*Input for this task*:
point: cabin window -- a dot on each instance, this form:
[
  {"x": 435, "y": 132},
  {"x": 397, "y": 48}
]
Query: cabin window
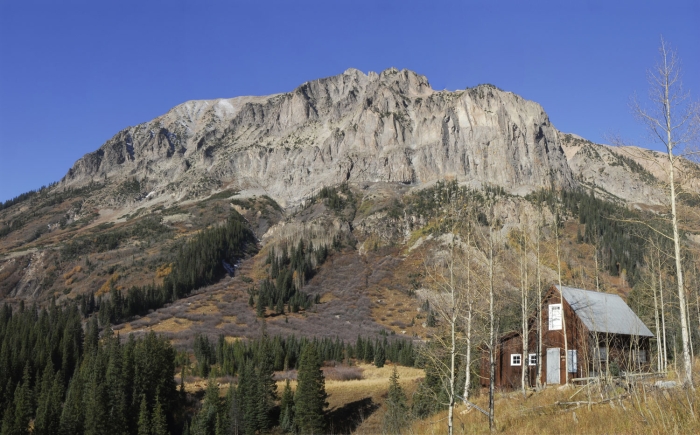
[
  {"x": 640, "y": 356},
  {"x": 532, "y": 359},
  {"x": 555, "y": 317},
  {"x": 572, "y": 361}
]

*Aim of the task*: Arrange every line of the rows above as a numbered list, skipping blank lines and leaving out the pictures.

*Expected output*:
1. point: cabin window -- a dot on each instance, this form:
2. [
3.   {"x": 435, "y": 132},
4.   {"x": 397, "y": 48}
5. ]
6. Query: cabin window
7. [
8.   {"x": 640, "y": 356},
9.   {"x": 532, "y": 359},
10.   {"x": 555, "y": 317},
11.   {"x": 572, "y": 361}
12. ]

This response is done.